TEXT UNDER STUDY:
Segment Open
MORE than 100 churches have been burned to the ground in ethnic violence in Manipur, north-east India, a partner in India of the charity Open Doors said on Wednesday.
The number dead and injured is difficult to verify owing to suspension of the internet, but, on Tuesday, the BBC referred to officials’ reporting 60 dead, 200 injured, and tens of thousands displaced.
Clashes between different ethnic groups in the state date back decades. More than half (53 per cent) of the population are Meitei, a largely Hindu group that also includes some Christians, and who live in the Imphal Valley region. The two main tribal groups are the Naga and Kuki, who are mostly Christian, live in the hills, and have “Scheduled Tribe” status under an affirmative-action programme that grants eligible groups access to forest lands, a guaranteed proportion of government jobs, and places in educational institutions.
Last week, demands by the Meitei people for access to the status prompted protests. Thousands of tribal people took part in a rally organised by the All Tribal Students Union of Manipur. Violence broke out on Wednesday of last week between the Kuki and Meitei. Thousands of Indian troops have been deployed to the state, and thousands of people have been moved to camps for safety.
On Wednesday, the Open Doors partner said that the rally had been peaceful, and that Christians had been “heavily victimised” in a “flagrant display of violence and destruction and catastrophe”.
Segment Closed
WHAT YOU NEED TO DO: Summarize the report on violence in Manipur in two sentences.

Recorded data
Segment Open
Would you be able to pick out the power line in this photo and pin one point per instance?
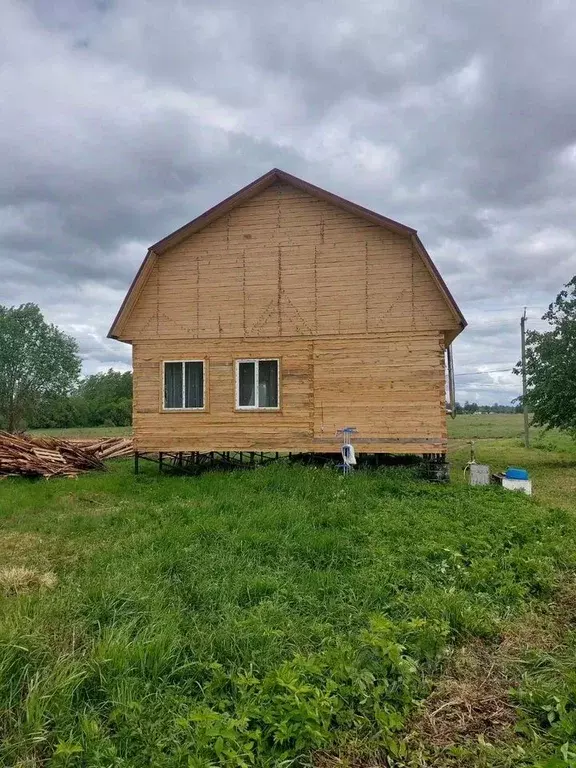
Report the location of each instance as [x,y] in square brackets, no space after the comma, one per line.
[485,373]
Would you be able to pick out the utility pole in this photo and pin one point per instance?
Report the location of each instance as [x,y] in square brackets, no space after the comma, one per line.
[524,401]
Segment Closed
WRITTEN ANSWER: An Indian partner of the charity Open Doors said that more than 100 churches have been burned to the ground in ethnic violence in Manipur, north-east India, and the BBC cited officials reporting 60 dead, 200 injured, and tens of thousands displaced. Meitei demands for the "Scheduled Tribe" status held by the mostly Christian Naga and Kuki prompted protests last week, violence broke out between the Kuki and Meitei, and thousands of Indian troops have been deployed to the state.